## Texto de origem
* * * * * * * * *

Terapia não-farmacológica: A terapia não-farmacológica mais importante nesses casos é a presença de amigos e famílias. Para muitas pessoas, a presença familiar é essencial para a concepção de “boa morte”. Porém, eu frequentemente encorajo as famílias a fazerem mais do que simplesmente estarem presentes. Ao falar e interagir com os pacientes, as famílias muitas vezes oferecem importante distração para os sintomas angustiantes.

A dispneia é frequentemente aliviada quando se direciona um ventilador para o rosto do paciente, ou abrindo a janela do leito, caso seja possível.

Ventilação não-invasiva (VNI): Não há estudos que explorem o uso de VNI somente para conforto. O seu valor em cuidados paliativos é exaustivamente discutido. Penso que há dois usos do VNI que devem ser considerados: puramente paliativo e paliativo mas possivelmente curativo. A abordagem puramente paliativa por VNI é simples: oferecemos VNI para o paciente, com o único objetivo de melhorar o conforto; há constante reavaliação e, se nesse contexto não houver melhora, o tratamento é interrompido. O uso paliativo, mas com possibilidade curativa da VNI é o que deixa as pessoas confusas. DPOC terminal é uma condição marcada por declínio progressivo, porém pode haver exacerbações agudas, a partir das quais o paciente pode retornar a sua condição inicial. Nos minutos iniciais dentro da Emergência, muitas vezes é impossível determinar se um paciente está em processo de morrer ou se ele apresenta uma exacerbação recuperável. O uso de VNI nesse cenário serve tanto para o tratamento paliativo quanto para conseguir tempo, caso o paciente melhore. O equilíbrio entre o uso continuado de VNI buscando melhoria ou sendo usada para conforto é bastante complexo. Nesses casos é essencial determinar metas e definir prazos para a reavaliação. Os benefícios potenciais da VNI devem ser contrapostos com o possível prolongamento do processo de morrer.

* * * * * * * * *

## Dados coletados
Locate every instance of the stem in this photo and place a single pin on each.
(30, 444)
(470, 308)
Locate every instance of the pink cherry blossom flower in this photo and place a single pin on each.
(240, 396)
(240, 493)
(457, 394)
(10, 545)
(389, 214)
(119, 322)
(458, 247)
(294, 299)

* * * * * * * * *

## Conjunto de exercícios
- a) Reescreva o trecho do texto sobre cuidados paliativos desde "Terapia não-farmacológica: A" até "os sintomas angustiantes.", inclusive, substituindo "presença" por "companhia".
- b) De acordo com o texto sobre cuidados paliativos, que medidas frequentemente aliviam a dispneia?
- c) Dê continuidade ao texto sobre cuidados paliativos a partir da última frase apresentada.

## Respostas em ordem
- a)
Terapia não-farmacológica: A terapia não-farmacológica mais importante nesses casos é a companhia de amigos e famílias. Para muitas pessoas, a companhia familiar é essencial para a concepção de “boa morte”. Porém, eu frequentemente encorajo as famílias a fazerem mais do que simplesmente estarem presentes. Ao falar e interagir com os pacientes, as famílias muitas vezes oferecem importante distração para os sintomas angustiantes.

- b) Direcionar um ventilador para o rosto do paciente ou abrir a janela do leito, caso seja possível.

- c)
Direcionando secreções e o “estridor da morte”: Quando os pacientes perdem a consciência, a capacidade de engolir secreções orais fica comprometida e elas podem se acumular na cavidade oral, causando ruídos. Não existe evidências de que o som é incômodo para o paciente, mas os familiares podem ficar bastante angustiados com o barulho. Esse problema pode ser solucionado posicionando bem o paciente ou administrando medicação, como glicopirrolato (0,2mg IV ou subcutânea).

 

Nota: para alguns pacientes, a busca por um tratamento e por causas potencialmente reversíveis pode ser benéfico.

Causas reversíveis Possíveis tratamentos
Derrame pleural Toracocentese
Anemia Transfusão
Obstrução de via aérea (massa) Esteroides, radiação paliativa de urgência
Tromboembolismo Pulmonar (TEP) Anticoagulantes (não está claro se isso ajuda ou não nos sintomas)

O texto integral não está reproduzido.